Écrivain français (1925-1971) dont l'œuvre est marquée par le mysticisme, l'aventure et un engagement proche de la folie

François Augiéras, une porte sur l'Absolu

A l'occasion de la parution de François Augiéras, le dernier primitif, rencontre avec Serge Sanchez, auteur de cette remarquable biographie

— François Augiéras est un auteur qu'on redécouvre tous les dix ans. Mais jusqu'à présent il n'y avait pas de biographie « grand public » et pas grand chose en dehors de rares travaux universitaires. Pensez-vous que votre François Augiéras, le dernier primitif va changer cela ?

Serge Sanchez. Il ne faut pas oublier de saluer les efforts de Jean Chalon et Paul Placet. C'est grâce à eux que la mémoire d'Augiéras a été conservée jusqu'ici. Il faut en particulier rendre hommage au livre de Paul Placet, François Augiéras, Un barbare en occident, aujourd’hui réédité par La Différence.
Je n’aime pas le terme « grand public » accolé à mon livre. Il n’y a que deux sortes de livres, les bons et les mauvais. Stevenson, Balzac, Giono, Dickens… Des auteurs « grand public », en effet. On pourrait en citer mille. Les écrivains importants ont ceci de commun qu’ils peuvent être lus par tout le monde. Cela dit, et en toute modestie, je pense en effet que mon livre a permis de faire mieux connaître François Augiéras. Mes efforts ont été relayés par mon éditeur, Manuel Carcassonne, chez Grasset, qui a fait preuve d’une compétence et d’un enthousiasme sans faille pour éditer ce livre. Le résultat, c’est qu’Augiéras est sorti du ghetto, qu’il est délivré de l’étiquette d’auteur maudit comme le montrent les nombreux articles parus dans la presse ainsi que la présence du Dernier Primitif dans la sélection de printemps du Prix Renaudot, catégorie essais. C’était le principal but visé.

TRAVAIL DEMANDÉ →
A: Répondez aux questions suivantes sur l'entretien avec Serge Sanchez :
(i) Quelles années l'entretien donne-t-il pour la naissance et la mort de François Augiéras ?
(ii) Quel livre de Paul Placet est cité, et quelle maison le réédite ?
(iii) Dans quelle sélection figure Le Dernier Primitif ?
B: Mettez sous forme de liste JSON de chaînes, une chaîne par ligne et sans les lignes vides, le passage des lignes de données allant du début jusqu'à la ligne contenant « [924,432,1018,480] », bornes incluses.

EXTRAITS DES DONNÉES →
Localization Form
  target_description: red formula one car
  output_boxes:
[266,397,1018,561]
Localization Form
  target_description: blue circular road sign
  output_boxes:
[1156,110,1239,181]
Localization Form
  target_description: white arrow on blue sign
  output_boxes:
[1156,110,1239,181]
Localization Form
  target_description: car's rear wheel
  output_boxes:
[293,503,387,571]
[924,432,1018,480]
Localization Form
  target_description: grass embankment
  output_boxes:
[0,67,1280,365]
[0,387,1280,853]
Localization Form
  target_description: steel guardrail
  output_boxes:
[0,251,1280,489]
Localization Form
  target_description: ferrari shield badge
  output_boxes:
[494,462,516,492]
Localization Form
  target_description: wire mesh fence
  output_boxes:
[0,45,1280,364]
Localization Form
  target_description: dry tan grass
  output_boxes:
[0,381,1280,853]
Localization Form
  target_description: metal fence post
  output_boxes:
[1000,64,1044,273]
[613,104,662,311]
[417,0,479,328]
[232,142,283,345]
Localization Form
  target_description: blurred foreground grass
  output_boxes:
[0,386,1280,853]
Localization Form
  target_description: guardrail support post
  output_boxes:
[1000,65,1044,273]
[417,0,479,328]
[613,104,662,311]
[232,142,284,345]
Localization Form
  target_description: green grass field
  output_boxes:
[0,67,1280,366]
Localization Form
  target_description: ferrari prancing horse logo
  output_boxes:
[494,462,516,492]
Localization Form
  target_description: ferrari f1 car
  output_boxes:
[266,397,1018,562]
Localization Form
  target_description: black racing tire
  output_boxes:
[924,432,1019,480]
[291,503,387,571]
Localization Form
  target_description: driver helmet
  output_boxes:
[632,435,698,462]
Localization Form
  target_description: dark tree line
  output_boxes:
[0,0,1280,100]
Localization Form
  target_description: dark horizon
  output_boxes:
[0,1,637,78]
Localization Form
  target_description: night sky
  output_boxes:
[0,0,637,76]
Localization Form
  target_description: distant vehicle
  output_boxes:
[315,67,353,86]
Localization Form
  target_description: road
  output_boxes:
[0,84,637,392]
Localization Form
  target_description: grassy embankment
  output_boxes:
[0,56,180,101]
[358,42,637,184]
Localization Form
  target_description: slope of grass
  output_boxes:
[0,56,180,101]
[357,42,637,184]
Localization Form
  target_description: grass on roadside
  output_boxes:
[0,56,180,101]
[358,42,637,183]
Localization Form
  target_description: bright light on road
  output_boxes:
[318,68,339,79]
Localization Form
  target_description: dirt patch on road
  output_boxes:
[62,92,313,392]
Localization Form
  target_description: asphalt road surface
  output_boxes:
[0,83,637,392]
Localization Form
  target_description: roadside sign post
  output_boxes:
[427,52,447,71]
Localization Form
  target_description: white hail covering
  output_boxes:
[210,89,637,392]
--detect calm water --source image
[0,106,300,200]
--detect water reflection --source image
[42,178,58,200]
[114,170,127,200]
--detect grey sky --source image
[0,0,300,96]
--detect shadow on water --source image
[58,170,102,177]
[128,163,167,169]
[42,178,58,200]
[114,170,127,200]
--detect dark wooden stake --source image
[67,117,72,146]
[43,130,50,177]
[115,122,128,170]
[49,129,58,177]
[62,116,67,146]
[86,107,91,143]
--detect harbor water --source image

CORRIGÉS DÉTAILLÉS →
A:
(i) 1925 et 1971.
(ii) « François Augiéras, Un barbare en occident », réédité par La Différence.
(iii) La sélection de printemps du Prix Renaudot, catégorie essais.

B:
[
  "Localization Form",
  "  target_description: red formula one car",
  "  output_boxes:",
  "[266,397,1018,561]",
  "Localization Form",
  "  target_description: blue circular road sign",
  "  output_boxes:",
  "[1156,110,1239,181]",
  "Localization Form",
  "  target_description: white arrow on blue sign",
  "  output_boxes:",
  "[1156,110,1239,181]",
  "Localization Form",
  "  target_description: car's rear wheel",
  "  output_boxes:",
  "[293,503,387,571]",
  "[924,432,1018,480]"
]